- _対象テキスト_
【ライブレポート】2019年、“メリー
”の展望
場内に入ると、ステージ上には楽器やマイクが観客を歓迎するように並べられている。この円形の舞台を360度取り囲むように設置された客席は、かつてないほどメンバーとの距離が近い。クリスマスにふさわしいスペシャルな場所でMERRYを観られるとあって、開演前からファンの気分は高まっていた。
円形ステージの周縁を歩きながら歌う彼と、着席スタイルで演奏に徹する楽器隊という珍しい構図が、この楽曲の叙情と哀愁をさらに高めている。ガラが思わずこう述べる。「どこを向いたらいいかわからないけど、普段見れない角度からMERRYを楽しんでください。平成最後のクリスマス、思い出に残りますように。CORE(MERRYのFC名称)限定なので、ちょっとはミスするかもしれませんが、大目に見て!」
この第1部のハイライトは、メンバー自身がやりたい曲を1曲ずつ披露するという“メンバーリクエスト”のコーナー。ガラ「恋哀交差点」、結生「リフレイン~土曜日の涙~」、健一「群青」、テツ「新曲」、ネロ「nameless night~名もなき夜~」といった各人のキャラクターがよく伝わってくる選曲に観客は大喜び。作詞作曲への自画自賛や直感など、選曲理由の一つひとつにもファンへの想いがこもっていて、頬が緩むシーンだった。これらの曲の詩情に浸るCOREファンに向けて、いくつかの嬉しい告知がなされた。
そして2019年春のミニアルバムのリリースが決定。タイトルは『for Japanese sheeple』とのこと。ガラいわく、ツーマンツアーの終わり頃には発売したいとのことなので、続報に期待したいところだ。また、本作のリリースに伴うワンマンツアーも決定している。こちらは5月5日の仙台CLUB JUNK BOX公演を皮切りに、6月14日の東京・日本橋三井ホールでのツアー・ファイナルまで全7ヶ所で開催。

- _データ一覧_

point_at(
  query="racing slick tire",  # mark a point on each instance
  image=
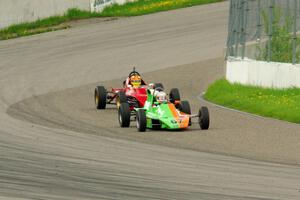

- _指示 1_
MERRYのライブレポートを2文でまとめよ。
- _指示 2_
MERRYのライブレポートを、最後の文のあとから書き進めよ。
上の一覧は使わなくてよい。

- _回答 1_
円形ステージを客席が360度取り囲むCORE限定のクリスマス公演で、第1部ではメンバーが自分のやりたい曲を1曲ずつ披露する“メンバーリクエスト”のコーナーが行われた。さらに2019年春のミニアルバム『for Japanese sheeple』のリリースと、それに伴う全7ヶ所のワンマンツアーの開催が告知された。

- _回答 2_
この後、ガラがタンバリンを軽快に鳴らしながら叫ぶ「ハライソ」、寒い時期だからこそのぬくもりが嬉しい「Happy life」と続き、ラストは「この曲をやらないとMERRYのクリスマスは締め括れない」とのガラの言葉に導かれた「冬のカスタネット」。この美しいメロディに涙腺を刺激されているうちに、あっという間にMERRYのアコースティック・ショーは終わりを告げた。
FC限定だからこそのセットリストと趣向に大満足の第1部だったが、それ以上に気づかされたのは、MERRYがいつの時代もアコースティック・アレンジが映えるような素晴らしい楽曲を生み出してきたこと。演者の鼓動を間近に感じられるこの場所でのアコースティック・ショーをまた観たくなった。
ムード満点のSEとともに、開場時には観客と同じ目線の高さにあったステージが一段上昇する。ガラ、結生、健一、テツ、ネロの5人を観客が総立ちで迎えると、着席スタイルでしっとりと楽しんだ第1部とは異なる熱気がすでに発生している。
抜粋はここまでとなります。